Exercise prompt: In the article on Web services technologies, which two competing technologies were merged into WSDL?

>> BEGIN Article

The description stack deals with a wide range of technologies that describe Web services in order to facilitate their common use for business process modeling and workflow choreography in B2B collaborations. The discovery stack deals with technologies that allow for directory, discovery, and inspection services. The wire stack consists of technologies that provide the steam for the runtime engines of Web services.
Figure 2 breaks these stacks into their subcomponents. Many of the available Web services technologies can be mapped to these stacks, although not all stacks have a corresponding specification or technology.
The list below shows the various functional areas of the Web services technology space. This list is not comprehensive, but it does cover most of the available technologies.
B2B collaboration
- Process modeling and orchestration
In the remainder of this article, I'll address each of the functional categories of Web services technology and discuss the standards that apply.
Basic Service
There are two main groups of technologies we must consider to create a basic Web service: service description and communication protocols. Transport protocols aren't specific to Web services, and hence aren't covered here.
Service Description
Service description standards specify what a service is about, what actions are supported by the service, what input and output parameters the service takes, and how the service deals with error conditions. In 2000, IBM and Microsoft came out with competing technologies: NASSL and SDL, respectively. Fortunately, they were soon merged into WSDL (Web Services Description Language). As of today, WSDL stands as one of the widely adopted technologies for describing Web services. WSDL 1.1 has been submitted to W3C, which has recently started a working group to ratify it.
WSDL takes a two-step approach to describing Web services. The first step is to provide an abstract definition of services and the data format; the second is to bind this abstract definition to concrete protocols. This two-step process permits reuse; it's possible to have many similar Web services based on one abstract definition with each implemented using different protocols.

>> END Article
>> BEGIN Recorded information

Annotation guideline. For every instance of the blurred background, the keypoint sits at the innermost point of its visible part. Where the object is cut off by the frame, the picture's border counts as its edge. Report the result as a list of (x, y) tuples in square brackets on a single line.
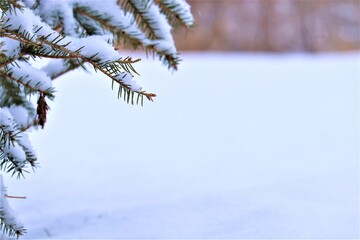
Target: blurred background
[(273, 26)]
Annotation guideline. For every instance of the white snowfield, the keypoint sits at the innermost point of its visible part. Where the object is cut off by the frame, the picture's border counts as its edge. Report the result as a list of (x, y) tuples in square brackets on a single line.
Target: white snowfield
[(235, 146)]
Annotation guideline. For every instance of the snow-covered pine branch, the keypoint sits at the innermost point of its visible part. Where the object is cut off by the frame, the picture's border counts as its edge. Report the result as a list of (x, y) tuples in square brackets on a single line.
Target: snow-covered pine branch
[(72, 34)]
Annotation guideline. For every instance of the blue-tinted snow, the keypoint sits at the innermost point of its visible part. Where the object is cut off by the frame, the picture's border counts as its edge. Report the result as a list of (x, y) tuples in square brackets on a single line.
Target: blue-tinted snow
[(234, 146)]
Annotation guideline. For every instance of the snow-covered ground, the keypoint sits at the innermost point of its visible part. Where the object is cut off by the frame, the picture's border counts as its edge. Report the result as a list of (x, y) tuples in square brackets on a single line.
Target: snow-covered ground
[(234, 146)]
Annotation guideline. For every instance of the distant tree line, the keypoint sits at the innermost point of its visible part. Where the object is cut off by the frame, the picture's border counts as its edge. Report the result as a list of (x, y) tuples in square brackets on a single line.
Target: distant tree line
[(274, 25)]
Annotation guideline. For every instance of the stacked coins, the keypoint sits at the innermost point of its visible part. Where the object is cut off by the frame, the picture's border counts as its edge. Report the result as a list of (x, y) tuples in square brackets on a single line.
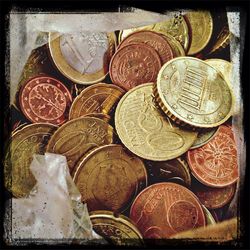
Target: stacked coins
[(144, 126)]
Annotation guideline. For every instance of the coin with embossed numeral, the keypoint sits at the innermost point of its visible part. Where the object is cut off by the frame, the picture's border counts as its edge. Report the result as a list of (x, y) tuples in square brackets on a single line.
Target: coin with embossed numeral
[(31, 139), (215, 163), (145, 131), (119, 230), (83, 57), (76, 137), (98, 98), (192, 92), (109, 178), (164, 209)]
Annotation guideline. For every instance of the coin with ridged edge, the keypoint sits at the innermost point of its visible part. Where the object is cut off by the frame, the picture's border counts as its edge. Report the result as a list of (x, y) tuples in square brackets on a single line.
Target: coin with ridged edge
[(119, 230), (193, 93), (145, 131)]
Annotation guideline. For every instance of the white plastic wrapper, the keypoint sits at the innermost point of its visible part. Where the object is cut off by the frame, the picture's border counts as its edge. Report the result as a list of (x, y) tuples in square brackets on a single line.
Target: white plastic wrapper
[(53, 211)]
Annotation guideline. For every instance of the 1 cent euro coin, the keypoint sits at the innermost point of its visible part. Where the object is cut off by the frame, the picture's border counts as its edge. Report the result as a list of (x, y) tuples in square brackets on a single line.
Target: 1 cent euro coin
[(31, 139), (145, 131), (98, 98), (133, 65), (82, 57), (118, 230), (45, 99), (164, 209), (192, 92), (76, 137), (215, 164), (109, 178)]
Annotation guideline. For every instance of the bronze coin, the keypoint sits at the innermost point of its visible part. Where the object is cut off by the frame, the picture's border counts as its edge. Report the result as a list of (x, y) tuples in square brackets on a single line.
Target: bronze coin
[(215, 163), (109, 178), (45, 99), (133, 65), (164, 209), (153, 39)]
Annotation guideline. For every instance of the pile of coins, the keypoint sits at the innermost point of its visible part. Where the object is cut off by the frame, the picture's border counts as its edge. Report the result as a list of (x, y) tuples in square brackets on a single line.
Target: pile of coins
[(149, 143)]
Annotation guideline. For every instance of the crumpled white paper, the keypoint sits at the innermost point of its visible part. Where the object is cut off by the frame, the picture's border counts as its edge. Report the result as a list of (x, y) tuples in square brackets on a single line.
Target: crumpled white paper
[(53, 210)]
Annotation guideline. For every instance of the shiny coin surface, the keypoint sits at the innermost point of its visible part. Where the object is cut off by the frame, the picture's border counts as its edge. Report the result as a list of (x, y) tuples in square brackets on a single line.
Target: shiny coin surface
[(45, 99), (213, 198), (145, 131), (116, 230), (215, 163), (31, 139), (109, 178), (164, 209), (76, 137), (175, 170), (82, 57), (155, 40), (98, 98), (177, 28), (133, 65), (204, 137), (201, 23), (192, 92)]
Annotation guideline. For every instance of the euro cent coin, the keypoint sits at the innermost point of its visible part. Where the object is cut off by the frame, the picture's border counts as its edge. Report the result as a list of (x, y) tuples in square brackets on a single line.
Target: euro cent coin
[(192, 92), (45, 99), (109, 178), (133, 65), (164, 209), (145, 131), (215, 164)]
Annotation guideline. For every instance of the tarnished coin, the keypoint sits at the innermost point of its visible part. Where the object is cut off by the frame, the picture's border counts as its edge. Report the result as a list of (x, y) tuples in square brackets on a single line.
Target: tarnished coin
[(223, 66), (192, 92), (164, 209), (133, 65), (109, 178), (201, 24), (175, 170), (76, 137), (153, 39), (204, 137), (116, 230), (177, 28), (98, 98), (215, 163), (45, 99), (145, 131), (31, 139), (213, 198), (82, 57)]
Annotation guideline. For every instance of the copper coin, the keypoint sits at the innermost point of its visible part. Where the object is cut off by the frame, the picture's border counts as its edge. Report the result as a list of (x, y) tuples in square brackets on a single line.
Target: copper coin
[(45, 99), (164, 209), (133, 65), (99, 98), (153, 39), (213, 198), (109, 178), (215, 163)]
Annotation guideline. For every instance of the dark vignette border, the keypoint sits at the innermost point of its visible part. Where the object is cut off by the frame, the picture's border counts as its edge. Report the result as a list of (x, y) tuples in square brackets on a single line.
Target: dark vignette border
[(156, 6)]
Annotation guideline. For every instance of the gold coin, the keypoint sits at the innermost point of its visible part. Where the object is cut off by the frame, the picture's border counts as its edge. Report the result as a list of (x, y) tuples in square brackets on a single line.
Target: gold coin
[(98, 98), (177, 28), (31, 139), (201, 23), (83, 58), (192, 92), (223, 66), (76, 137), (145, 131), (110, 178), (116, 230), (204, 137)]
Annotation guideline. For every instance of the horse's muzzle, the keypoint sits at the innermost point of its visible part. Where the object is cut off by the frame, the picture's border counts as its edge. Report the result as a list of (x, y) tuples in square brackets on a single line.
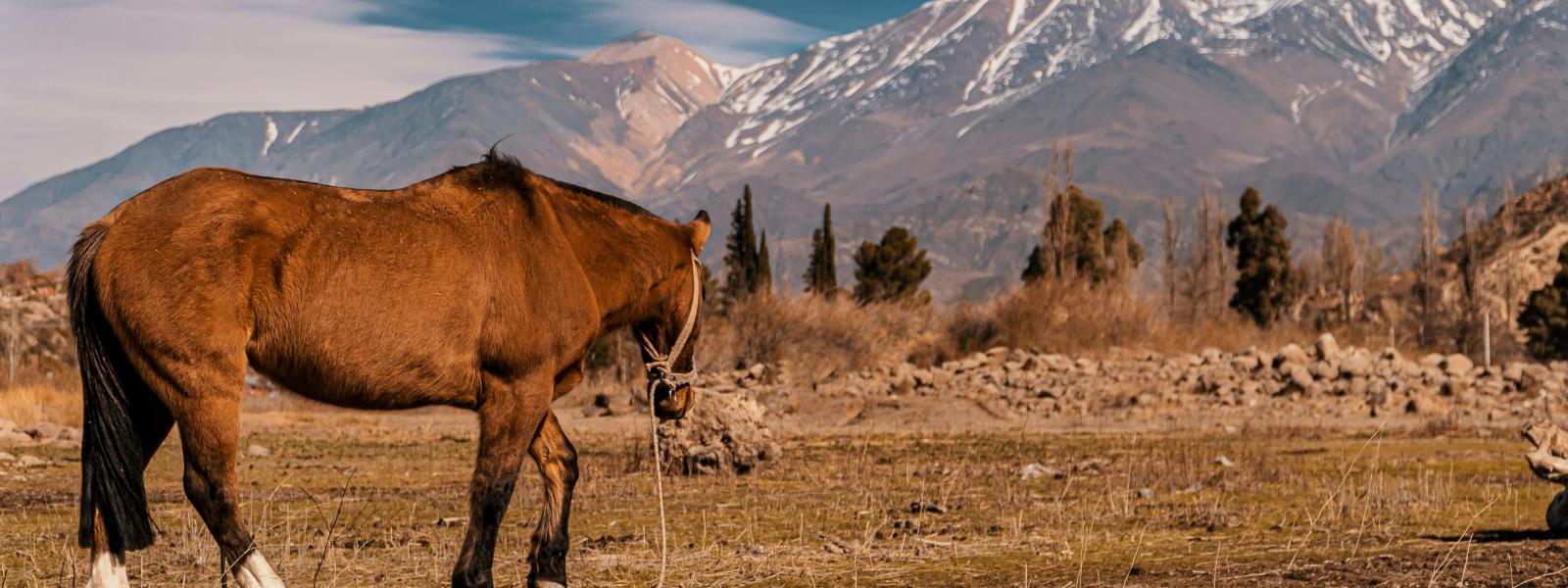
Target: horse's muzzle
[(670, 405)]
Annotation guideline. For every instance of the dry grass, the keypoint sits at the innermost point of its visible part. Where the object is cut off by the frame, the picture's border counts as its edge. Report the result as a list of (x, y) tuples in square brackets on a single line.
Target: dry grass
[(1078, 318), (814, 334), (36, 402), (360, 507)]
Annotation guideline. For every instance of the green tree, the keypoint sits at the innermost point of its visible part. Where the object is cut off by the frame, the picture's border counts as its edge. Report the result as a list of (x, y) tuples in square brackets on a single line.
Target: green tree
[(1037, 267), (742, 258), (1266, 282), (1544, 316), (822, 276), (891, 270), (1123, 253), (1076, 247), (764, 278)]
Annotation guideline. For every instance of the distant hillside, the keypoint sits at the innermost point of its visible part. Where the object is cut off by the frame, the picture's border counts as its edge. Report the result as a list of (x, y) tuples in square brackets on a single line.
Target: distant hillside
[(945, 118)]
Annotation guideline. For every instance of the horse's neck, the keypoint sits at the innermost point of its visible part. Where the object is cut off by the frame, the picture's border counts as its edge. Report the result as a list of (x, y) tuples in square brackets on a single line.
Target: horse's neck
[(621, 269)]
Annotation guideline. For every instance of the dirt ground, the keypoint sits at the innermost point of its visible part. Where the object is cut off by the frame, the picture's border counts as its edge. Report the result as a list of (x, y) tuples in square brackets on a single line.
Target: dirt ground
[(864, 496)]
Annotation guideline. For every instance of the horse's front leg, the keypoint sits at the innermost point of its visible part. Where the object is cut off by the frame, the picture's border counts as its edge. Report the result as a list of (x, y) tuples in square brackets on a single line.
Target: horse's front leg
[(559, 467), (510, 416)]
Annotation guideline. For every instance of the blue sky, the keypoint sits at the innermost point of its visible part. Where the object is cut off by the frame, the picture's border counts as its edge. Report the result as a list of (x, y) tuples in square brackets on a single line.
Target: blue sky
[(83, 78), (736, 31)]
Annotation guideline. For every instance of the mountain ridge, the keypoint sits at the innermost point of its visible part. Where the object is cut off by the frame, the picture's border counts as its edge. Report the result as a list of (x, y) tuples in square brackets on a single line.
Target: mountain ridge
[(909, 117)]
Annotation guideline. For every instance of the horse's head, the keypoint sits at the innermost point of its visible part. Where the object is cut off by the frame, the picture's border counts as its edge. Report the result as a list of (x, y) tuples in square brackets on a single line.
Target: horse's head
[(668, 337)]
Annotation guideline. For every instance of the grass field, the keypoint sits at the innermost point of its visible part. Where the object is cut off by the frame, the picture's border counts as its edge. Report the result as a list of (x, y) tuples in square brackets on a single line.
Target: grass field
[(370, 504)]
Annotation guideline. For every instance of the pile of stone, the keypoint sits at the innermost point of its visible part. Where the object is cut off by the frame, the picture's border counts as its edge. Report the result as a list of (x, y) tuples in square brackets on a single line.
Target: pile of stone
[(725, 431), (1325, 378)]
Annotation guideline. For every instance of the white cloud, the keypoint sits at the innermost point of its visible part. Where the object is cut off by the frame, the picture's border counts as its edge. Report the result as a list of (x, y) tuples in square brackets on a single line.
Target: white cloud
[(80, 80), (723, 31)]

>> END Recorded information

Expected output: NASSL from IBM and SDL from Microsoft.